Textauszug.
====

# taz.de -- Scienceville-Festival in Hamburg: Nach dem Nichts forschen
       
       > Am Wochenende fand in Hamburg das Scienceville-Festival statt. Es stand
       > unter dem hübschen Motto: „Nichtwissen ist ein Segen.“
       
 (IMG) Bild: Keine Kunst: Flugsimulator zum hirngesteuerten Fliegen.
       
       „Bonvenon kara vizitanto, kiel vi fartas?“ Auf Esperanto eröffnet Ebba
       Durstewitz das Festival Scienceville in Hamburg und blickt in lange
       Gesichter. Am Anfang steht das Nichtverstehen, und so fühlen sich die
       Besucher unwillkürlich in eines der Leitthemen hineingeworfen.
       
       Zum anderen, dem Nichtwissen, ist es von dort nicht mehr weit. Dass die
       beiden mitnichten negative Zustände beschreiben, stellt Durstewitz gleich
       zu Beginn klar. Nicht umsonst heißt das Motto des Festivals: „Ignorance is
       bliss“ – Nichtwissen ist ein Segen.
       
       Das Tolle am Nichtwissen, so Durstewitz, sei sein kreatives und produktives
       Potenzial: Wo nicht gewusst wird, wird gesucht, geforscht, geschaffen. Um
       das zu untermauern, gibt es anschließend einen Miniauftritt der Band
       JaKönigJa. In ihrem Lied „Ach Golgatha“ heißt es: „Ich werde wieder Kräfte
       haben / So hat man mir gesagt / Sie kommen erst in sieben Jahren / Bis
       dahin gibt es viele Fragen“.

====

Einträge mit Verweisen auf benannte Objekte
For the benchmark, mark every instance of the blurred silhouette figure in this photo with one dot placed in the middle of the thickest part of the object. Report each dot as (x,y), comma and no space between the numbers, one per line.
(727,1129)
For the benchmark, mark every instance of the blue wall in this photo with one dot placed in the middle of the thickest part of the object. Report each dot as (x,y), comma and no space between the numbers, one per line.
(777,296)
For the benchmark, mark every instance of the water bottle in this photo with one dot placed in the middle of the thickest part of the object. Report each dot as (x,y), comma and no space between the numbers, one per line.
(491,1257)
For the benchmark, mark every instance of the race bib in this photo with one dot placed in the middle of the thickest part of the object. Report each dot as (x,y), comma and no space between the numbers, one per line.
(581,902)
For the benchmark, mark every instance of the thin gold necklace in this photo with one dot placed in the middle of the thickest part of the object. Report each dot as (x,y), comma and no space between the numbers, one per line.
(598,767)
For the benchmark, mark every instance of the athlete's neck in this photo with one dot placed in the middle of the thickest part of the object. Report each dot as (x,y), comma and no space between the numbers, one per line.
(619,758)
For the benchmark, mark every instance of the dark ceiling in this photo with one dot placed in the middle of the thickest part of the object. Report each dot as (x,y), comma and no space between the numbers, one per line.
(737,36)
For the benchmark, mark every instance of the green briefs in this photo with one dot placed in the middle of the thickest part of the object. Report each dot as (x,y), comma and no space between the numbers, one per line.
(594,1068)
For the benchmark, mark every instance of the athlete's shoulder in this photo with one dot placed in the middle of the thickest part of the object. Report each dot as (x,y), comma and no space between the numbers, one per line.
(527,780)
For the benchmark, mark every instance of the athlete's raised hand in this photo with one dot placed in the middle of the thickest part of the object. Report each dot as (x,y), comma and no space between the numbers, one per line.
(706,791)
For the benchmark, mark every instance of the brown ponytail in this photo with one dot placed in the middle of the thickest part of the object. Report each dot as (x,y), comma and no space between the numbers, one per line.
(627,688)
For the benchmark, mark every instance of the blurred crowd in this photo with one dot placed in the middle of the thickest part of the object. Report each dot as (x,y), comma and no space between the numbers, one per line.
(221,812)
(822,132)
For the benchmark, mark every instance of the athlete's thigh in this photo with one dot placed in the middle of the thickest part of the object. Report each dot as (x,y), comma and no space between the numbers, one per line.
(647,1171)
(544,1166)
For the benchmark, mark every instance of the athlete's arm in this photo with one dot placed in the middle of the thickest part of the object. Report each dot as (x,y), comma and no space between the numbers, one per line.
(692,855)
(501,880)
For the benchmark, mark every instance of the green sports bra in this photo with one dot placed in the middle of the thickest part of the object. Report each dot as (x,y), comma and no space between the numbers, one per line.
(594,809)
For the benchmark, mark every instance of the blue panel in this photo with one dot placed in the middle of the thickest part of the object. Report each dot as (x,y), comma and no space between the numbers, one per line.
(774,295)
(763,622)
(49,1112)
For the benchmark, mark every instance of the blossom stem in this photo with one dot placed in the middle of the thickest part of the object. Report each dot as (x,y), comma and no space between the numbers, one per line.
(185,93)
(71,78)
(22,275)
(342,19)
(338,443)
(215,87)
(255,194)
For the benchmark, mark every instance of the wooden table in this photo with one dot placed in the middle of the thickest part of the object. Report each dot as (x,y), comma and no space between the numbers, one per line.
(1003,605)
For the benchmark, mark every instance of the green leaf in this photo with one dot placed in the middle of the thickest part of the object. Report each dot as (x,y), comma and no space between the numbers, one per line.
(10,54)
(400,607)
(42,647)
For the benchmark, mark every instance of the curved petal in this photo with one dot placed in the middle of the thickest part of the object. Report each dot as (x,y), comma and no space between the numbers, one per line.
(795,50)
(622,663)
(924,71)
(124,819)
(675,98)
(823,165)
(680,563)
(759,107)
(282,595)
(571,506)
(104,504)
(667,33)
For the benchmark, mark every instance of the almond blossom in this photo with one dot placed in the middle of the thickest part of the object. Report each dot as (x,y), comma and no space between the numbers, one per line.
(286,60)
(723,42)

====

Aufgabe 1.
In welcher Sprache eröffnet Ebba Durstewitz im Bericht über das Scienceville-Festival die Veranstaltung?
Aufgabe 2.
Führe den Bericht über das Scienceville-Festival im Anschluss an seinen letzten Satz weiter.

Antwort 1.
Auf Esperanto.

Antwort 2.
       
       Was für eine treffende Einleitung, die die Steifheit des Akademischen
       vertreibt und einer ungezwungenen Atmosphäre den Weg ebnet. Zum ersten Mal
       findet Scienceville, das an das Musikfestival Dockville angelehnt ist, über
       ein langes Wochenende statt.
       
       Unter der künstlerischen Leitung von Ebba Durstewitz wurde an einem
       Programm getüftelt, das die Hamburger nicht nur über die Elbe nach
       Wilhelmsburg, sondern auch aus der Kulturbanausigkeit der
       Fußball-Weltmeisterschaft herauslockt. „Dieses Jahr ist Warm-up, es darf
       viel ausprobiert werden“, sagt Durstewitz.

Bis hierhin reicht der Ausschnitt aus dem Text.